# Instructions to follow
Gather and copy out every line of the data below that contains the word "distant".
-- START The input --
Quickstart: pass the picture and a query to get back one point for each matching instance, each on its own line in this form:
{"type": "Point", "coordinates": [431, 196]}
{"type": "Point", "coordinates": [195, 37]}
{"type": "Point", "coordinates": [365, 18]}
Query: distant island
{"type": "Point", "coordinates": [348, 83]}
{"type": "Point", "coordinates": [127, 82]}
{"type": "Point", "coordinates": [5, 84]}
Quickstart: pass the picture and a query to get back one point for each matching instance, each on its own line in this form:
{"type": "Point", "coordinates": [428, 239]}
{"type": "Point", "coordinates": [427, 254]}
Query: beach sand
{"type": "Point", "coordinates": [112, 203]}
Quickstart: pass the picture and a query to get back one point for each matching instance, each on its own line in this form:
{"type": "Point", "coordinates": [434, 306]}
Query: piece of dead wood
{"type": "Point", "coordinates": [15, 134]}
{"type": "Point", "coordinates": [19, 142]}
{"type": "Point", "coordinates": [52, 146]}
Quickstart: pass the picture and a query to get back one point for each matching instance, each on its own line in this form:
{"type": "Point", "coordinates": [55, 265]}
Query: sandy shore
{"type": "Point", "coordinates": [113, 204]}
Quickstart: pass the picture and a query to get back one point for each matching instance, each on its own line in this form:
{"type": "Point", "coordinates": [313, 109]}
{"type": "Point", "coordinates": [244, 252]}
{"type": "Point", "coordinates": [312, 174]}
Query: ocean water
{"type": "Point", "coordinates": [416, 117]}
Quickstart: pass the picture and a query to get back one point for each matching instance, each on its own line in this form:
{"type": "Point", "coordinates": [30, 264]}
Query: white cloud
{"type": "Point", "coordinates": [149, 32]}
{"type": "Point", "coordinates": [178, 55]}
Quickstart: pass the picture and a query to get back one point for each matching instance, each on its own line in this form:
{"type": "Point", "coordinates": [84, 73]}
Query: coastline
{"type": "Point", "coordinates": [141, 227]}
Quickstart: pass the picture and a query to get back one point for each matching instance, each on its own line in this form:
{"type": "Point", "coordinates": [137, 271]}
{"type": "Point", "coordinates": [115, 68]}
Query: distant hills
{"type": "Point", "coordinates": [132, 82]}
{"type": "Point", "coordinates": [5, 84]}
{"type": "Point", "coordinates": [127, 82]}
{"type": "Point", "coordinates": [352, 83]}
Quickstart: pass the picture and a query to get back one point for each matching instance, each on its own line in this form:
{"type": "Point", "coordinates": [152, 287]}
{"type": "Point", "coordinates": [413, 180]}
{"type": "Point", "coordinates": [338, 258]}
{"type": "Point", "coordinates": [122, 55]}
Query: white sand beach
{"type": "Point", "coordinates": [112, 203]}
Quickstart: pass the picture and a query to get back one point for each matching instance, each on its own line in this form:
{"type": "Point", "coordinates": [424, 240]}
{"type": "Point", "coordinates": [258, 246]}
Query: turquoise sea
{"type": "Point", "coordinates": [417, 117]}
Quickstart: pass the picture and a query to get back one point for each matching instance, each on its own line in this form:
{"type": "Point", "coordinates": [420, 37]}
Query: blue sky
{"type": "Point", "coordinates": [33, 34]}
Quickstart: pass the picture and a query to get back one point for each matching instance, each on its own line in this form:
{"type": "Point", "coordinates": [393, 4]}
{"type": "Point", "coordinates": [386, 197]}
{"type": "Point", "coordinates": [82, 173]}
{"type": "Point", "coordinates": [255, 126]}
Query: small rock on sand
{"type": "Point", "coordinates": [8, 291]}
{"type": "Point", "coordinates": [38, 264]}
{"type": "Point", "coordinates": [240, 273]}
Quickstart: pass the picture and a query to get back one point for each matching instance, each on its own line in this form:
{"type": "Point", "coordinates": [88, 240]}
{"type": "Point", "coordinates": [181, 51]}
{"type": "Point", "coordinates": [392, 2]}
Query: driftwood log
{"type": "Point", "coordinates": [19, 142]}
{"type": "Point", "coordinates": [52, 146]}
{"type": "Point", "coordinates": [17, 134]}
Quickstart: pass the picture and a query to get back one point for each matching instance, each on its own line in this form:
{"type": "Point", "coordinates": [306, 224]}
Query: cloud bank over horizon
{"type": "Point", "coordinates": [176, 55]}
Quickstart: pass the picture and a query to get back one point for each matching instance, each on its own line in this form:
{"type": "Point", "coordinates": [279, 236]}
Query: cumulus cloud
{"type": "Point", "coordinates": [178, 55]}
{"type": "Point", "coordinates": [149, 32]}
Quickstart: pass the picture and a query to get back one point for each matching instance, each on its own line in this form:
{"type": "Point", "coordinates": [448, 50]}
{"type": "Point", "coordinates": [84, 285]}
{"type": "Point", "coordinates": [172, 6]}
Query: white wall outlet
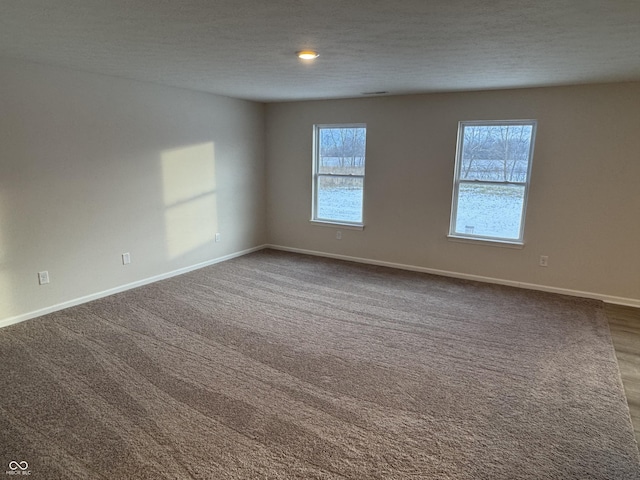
{"type": "Point", "coordinates": [43, 277]}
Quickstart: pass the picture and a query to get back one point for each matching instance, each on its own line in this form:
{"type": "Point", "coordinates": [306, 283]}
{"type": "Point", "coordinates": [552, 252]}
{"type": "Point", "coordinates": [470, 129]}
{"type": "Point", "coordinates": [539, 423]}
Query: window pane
{"type": "Point", "coordinates": [490, 210]}
{"type": "Point", "coordinates": [498, 153]}
{"type": "Point", "coordinates": [342, 150]}
{"type": "Point", "coordinates": [340, 199]}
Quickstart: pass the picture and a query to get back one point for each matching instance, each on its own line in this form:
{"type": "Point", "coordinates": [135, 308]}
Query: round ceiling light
{"type": "Point", "coordinates": [308, 54]}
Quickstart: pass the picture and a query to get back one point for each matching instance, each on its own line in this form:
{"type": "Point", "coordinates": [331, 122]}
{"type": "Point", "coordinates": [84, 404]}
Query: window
{"type": "Point", "coordinates": [491, 181]}
{"type": "Point", "coordinates": [338, 173]}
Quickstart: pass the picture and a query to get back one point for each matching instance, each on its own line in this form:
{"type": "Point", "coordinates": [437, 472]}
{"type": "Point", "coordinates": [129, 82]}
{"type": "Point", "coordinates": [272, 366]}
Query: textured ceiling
{"type": "Point", "coordinates": [246, 48]}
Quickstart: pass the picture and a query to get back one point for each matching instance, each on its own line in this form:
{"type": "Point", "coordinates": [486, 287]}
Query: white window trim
{"type": "Point", "coordinates": [473, 238]}
{"type": "Point", "coordinates": [315, 175]}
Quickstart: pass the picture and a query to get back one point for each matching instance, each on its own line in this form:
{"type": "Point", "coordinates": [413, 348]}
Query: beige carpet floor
{"type": "Point", "coordinates": [282, 366]}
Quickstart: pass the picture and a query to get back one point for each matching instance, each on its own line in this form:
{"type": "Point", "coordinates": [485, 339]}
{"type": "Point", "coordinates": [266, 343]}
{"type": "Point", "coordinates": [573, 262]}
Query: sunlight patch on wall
{"type": "Point", "coordinates": [189, 190]}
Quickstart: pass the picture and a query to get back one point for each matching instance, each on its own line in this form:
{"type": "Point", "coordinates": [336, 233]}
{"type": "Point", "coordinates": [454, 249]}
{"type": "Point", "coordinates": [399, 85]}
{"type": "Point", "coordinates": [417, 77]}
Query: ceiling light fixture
{"type": "Point", "coordinates": [307, 54]}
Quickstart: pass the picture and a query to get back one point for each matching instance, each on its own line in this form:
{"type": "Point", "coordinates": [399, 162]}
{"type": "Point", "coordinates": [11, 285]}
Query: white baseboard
{"type": "Point", "coordinates": [94, 296]}
{"type": "Point", "coordinates": [630, 302]}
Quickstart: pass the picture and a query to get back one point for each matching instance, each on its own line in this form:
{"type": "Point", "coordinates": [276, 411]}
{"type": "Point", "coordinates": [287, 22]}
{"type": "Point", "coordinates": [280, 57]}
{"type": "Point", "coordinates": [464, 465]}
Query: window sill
{"type": "Point", "coordinates": [486, 241]}
{"type": "Point", "coordinates": [327, 223]}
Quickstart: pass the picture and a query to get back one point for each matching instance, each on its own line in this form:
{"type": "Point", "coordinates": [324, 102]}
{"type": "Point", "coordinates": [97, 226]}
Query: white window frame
{"type": "Point", "coordinates": [457, 182]}
{"type": "Point", "coordinates": [317, 176]}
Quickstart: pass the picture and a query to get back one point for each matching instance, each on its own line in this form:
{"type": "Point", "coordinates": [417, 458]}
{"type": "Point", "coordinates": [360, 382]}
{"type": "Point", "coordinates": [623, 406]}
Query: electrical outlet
{"type": "Point", "coordinates": [43, 277]}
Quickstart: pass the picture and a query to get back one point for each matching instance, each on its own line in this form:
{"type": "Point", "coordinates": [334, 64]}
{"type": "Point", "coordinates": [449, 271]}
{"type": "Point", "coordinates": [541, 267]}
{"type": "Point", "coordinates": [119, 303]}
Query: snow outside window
{"type": "Point", "coordinates": [491, 181]}
{"type": "Point", "coordinates": [338, 173]}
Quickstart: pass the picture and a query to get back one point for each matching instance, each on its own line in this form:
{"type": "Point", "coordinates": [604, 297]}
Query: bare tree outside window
{"type": "Point", "coordinates": [339, 165]}
{"type": "Point", "coordinates": [493, 164]}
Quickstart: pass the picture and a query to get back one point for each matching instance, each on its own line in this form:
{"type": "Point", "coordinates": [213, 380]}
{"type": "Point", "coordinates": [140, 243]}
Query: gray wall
{"type": "Point", "coordinates": [584, 202]}
{"type": "Point", "coordinates": [94, 166]}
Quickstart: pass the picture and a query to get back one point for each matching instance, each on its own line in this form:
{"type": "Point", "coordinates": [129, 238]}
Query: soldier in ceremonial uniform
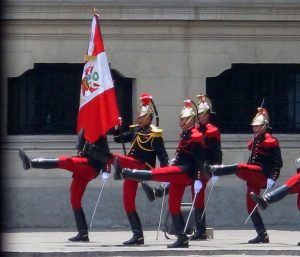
-- END The input --
# Written reply
Query: distant island
Query: distant hills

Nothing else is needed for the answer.